* _Qué hacer_
- A) Reproduce un pasaje del texto sobre la familia de «los Libertarios». Empieza en las palabras "El jefe de la" y termina después de "honra del pueblo.".
- B) En el texto sobre la familia de «los Libertarios», convierte en una lista breve el párrafo que empieza con «El viejo «Seisdedos» era segador en verano». Conserva sus datos principales.
- C) Según el texto sobre la familia de «los Libertarios», ¿qué trabajo hacía el viejo «Seisdedos» en verano y cuál en invierno?

El jefe de la familia de «los Libertarios» es el «Seisdedos», a quien estiman y quieren porque tiene un natural pacífico y honrado. El viejo tiene varios hijos. Uno, casado. Dos, solteros. Tiene también una nuera viuda y todavía joven. A todos ellos los llaman «los Libertarios». «Seisdedos» lo había sido siempre. Al llamarles «libertarios» no los calificaban políticamente. Simplemente los nombraban, como a otros les decían «los Zumagueros» y a otros «los Gallinitos». Eran muchos los jornaleros que no sabían qué era eso de «libertario» y hasta algún jovenzuelo de las casas pudientes que pasaba por culto. Eso vino después. Al hablar con la gente del pueblo estos días son muchos los que nos dicen de la familia de «los Libertarios»:

—Era la familia más honra del pueblo.

El viejo «Seisdedos» era segador en verano, iba a la aceituna en invierno, haciendo largos viajes, a veces para trabajar durante dos meses por la comida y dos reales. A los que no querían hacer ese trato les daban el importe de la comida en metálico. Les daban un real. En total, tres reales diarios trabajando de sol a sol. Esto era hace años. Últimamente, las cosas estaban mejor; pero como en Casas Viejas no hay aceituna y los obreros de un término municipal no pueden trasladarse a otro —acuerdo de los socialistas, que estaría bien si no fuera de un simplismo absurdo—, los jornales modernos de la aceituna —hasta 6,50— no los conocían. En verano segaba bajo el sol, primero solo, con los compañeros. Después, al lado de sus hijos, en las peonadas épicas. Luego, entre máquinas y aperos. Los jornales de la siega subían; pero cuando alcanzaban un punto remunerador con el cual era posible ya el invierno con mantas y pan, llegaba la máquina. El propietario hacía cuentas, veía que si compraba dos segadoras las amortizaba en un solo verano, y al llegar junio las máquinas invadían el campo. El «Seisdedos» quedaba sorprendido por la infalibilidad de aquella oculta sabiduría que disponía que nunca pudiera ganar un jornal decente. Competir con la máquina en resistencia y en cantidad de trabajó era imposible. Esa oculta ley que no venía siquiera de los Gobiernos, sino de las cosas —la máquina, siempre la máquina—, le fue reduciendo a la vida de Casas Viejas. Y, además, los años. La ley que le impedía ir últimamente a trabajar «donde lo hubiera», confinó a él y a otros muchos todo el invierno en un pueblo sin vida.

* _Extracto de registros_

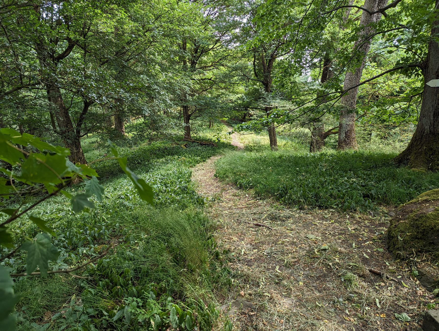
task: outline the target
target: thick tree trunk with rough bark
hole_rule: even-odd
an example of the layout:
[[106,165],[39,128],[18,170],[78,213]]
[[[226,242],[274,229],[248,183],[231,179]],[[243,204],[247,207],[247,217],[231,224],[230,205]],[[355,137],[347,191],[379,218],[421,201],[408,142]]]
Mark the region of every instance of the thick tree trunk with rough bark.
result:
[[276,135],[276,127],[274,124],[271,124],[268,127],[268,138],[270,140],[270,148],[271,150],[277,150],[277,138]]
[[116,111],[114,114],[114,129],[122,135],[125,135],[125,116],[123,112],[123,101],[120,99],[115,100]]
[[76,133],[68,110],[64,104],[59,88],[54,84],[46,85],[47,98],[53,105],[52,118],[56,120],[59,134],[66,148],[70,150],[69,160],[73,163],[85,164],[87,161],[81,147],[79,137]]
[[314,153],[321,151],[325,145],[325,125],[322,122],[314,122],[311,132],[311,143],[309,152]]
[[120,113],[116,113],[114,115],[114,129],[122,135],[125,134],[125,124],[123,117]]
[[[438,7],[439,0],[436,0],[436,7]],[[426,83],[439,79],[439,44],[433,39],[439,36],[439,15],[436,18],[423,68],[425,85],[417,126],[407,148],[394,160],[411,168],[432,171],[439,171],[439,87]]]
[[[387,3],[388,0],[365,0],[363,7],[371,11],[375,11]],[[367,53],[371,47],[371,38],[369,36],[374,31],[371,24],[377,22],[381,17],[378,13],[371,15],[363,11],[360,20],[360,25],[364,27],[360,33],[358,40],[354,44],[353,51],[354,59],[348,67],[345,77],[343,90],[358,84],[361,79],[363,70],[366,64]],[[356,60],[356,61],[355,61]],[[341,98],[341,110],[338,126],[338,144],[339,149],[358,148],[355,136],[355,110],[356,109],[358,87],[353,88]]]
[[183,124],[184,125],[184,139],[191,139],[191,113],[189,106],[183,106]]
[[[327,53],[325,54],[323,59],[323,69],[320,82],[322,84],[332,78],[334,73],[331,69],[331,59]],[[326,98],[324,98],[323,101]],[[325,124],[320,120],[313,122],[313,129],[311,131],[311,142],[309,143],[309,152],[314,153],[322,150],[325,145]]]

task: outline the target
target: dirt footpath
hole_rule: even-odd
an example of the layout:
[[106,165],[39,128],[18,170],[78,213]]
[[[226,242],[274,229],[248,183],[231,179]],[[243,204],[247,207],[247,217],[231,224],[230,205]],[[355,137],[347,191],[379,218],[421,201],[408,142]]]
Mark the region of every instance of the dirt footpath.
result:
[[221,309],[234,330],[421,329],[434,297],[387,252],[386,218],[259,200],[214,176],[220,157],[194,167],[192,180],[230,251],[234,290]]

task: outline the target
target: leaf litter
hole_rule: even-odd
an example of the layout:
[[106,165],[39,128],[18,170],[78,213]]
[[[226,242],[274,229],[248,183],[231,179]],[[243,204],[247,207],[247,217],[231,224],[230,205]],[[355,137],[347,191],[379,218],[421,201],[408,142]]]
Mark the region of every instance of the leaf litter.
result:
[[[192,181],[229,253],[222,320],[239,330],[421,329],[435,297],[385,249],[385,214],[300,210],[254,197],[215,177],[220,157],[194,168]],[[249,308],[229,316],[241,298]]]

* _Respuestas_
- A)
El jefe de la familia de «los Libertarios» es el «Seisdedos», a quien estiman y quieren porque tiene un natural pacífico y honrado. El viejo tiene varios hijos. Uno, casado. Dos, solteros. Tiene también una nuera viuda y todavía joven. A todos ellos los llaman «los Libertarios». «Seisdedos» lo había sido siempre. Al llamarles «libertarios» no los calificaban políticamente. Simplemente los nombraban, como a otros les decían «los Zumagueros» y a otros «los Gallinitos». Eran muchos los jornaleros que no sabían qué era eso de «libertario» y hasta algún jovenzuelo de las casas pudientes que pasaba por culto. Eso vino después. Al hablar con la gente del pueblo estos días son muchos los que nos dicen de la familia de «los Libertarios»:

—Era la familia más honra del pueblo.

- B)
- En verano era segador. En invierno iba a la aceituna, con largos viajes.
- A veces trabajaba dos meses por la comida y dos reales. A quien no aceptaba ese trato le daban un real en metálico en lugar de la comida. En total eran tres reales diarios, de sol a sol. Esto era hace años.
- Últimamente las cosas estaban mejor. Pero en Casas Viejas no hay aceituna, y por un acuerdo de los socialistas los obreros no pueden trasladarse a otro término municipal. Por eso no conocían los jornales modernos de la aceituna, de hasta 6,50.
- En la siega trabajó primero solo, con los compañeros. Después trabajó al lado de sus hijos y luego entre máquinas y aperos.
- Cuando los jornales de la siega llegaban a un punto remunerador, el propietario compraba segadoras. Las amortizaba en un solo verano, y en junio las máquinas invadían el campo.
- Era imposible competir con la máquina. Esto, junto con los años, lo fue reduciendo a la vida de Casas Viejas.
- La ley que le impedía ir a trabajar «donde lo hubiera» lo confinó todo el invierno, con otros muchos, en un pueblo sin vida.

- C) En verano era segador, y en invierno iba a la aceituna.